- Work required:
Report the lines of the data below that contain the string "jacket".
START Given data
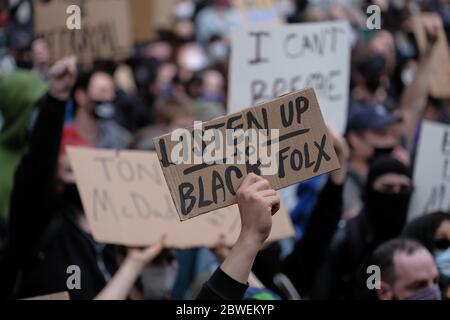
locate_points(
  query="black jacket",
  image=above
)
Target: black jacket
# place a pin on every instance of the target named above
(44, 238)
(342, 275)
(302, 265)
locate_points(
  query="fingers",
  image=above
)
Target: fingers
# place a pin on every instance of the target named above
(249, 180)
(274, 202)
(260, 185)
(268, 193)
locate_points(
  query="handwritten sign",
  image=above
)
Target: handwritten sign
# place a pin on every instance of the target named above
(268, 62)
(440, 82)
(431, 171)
(126, 201)
(301, 151)
(106, 29)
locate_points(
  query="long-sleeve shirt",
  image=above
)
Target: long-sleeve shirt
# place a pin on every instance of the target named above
(221, 286)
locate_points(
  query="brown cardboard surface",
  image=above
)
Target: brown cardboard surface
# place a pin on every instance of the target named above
(127, 202)
(303, 142)
(440, 82)
(142, 19)
(105, 28)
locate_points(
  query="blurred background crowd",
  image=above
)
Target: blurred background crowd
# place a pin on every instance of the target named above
(342, 224)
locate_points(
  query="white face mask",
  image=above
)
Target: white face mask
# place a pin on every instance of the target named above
(195, 62)
(158, 281)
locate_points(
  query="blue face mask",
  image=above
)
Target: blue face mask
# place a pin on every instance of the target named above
(432, 293)
(442, 259)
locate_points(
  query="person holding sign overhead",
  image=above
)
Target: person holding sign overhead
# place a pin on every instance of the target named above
(258, 202)
(49, 233)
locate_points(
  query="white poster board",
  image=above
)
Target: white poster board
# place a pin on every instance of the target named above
(268, 62)
(431, 171)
END Given data
- Exercise result:
  query="black jacket",
Target: black jacket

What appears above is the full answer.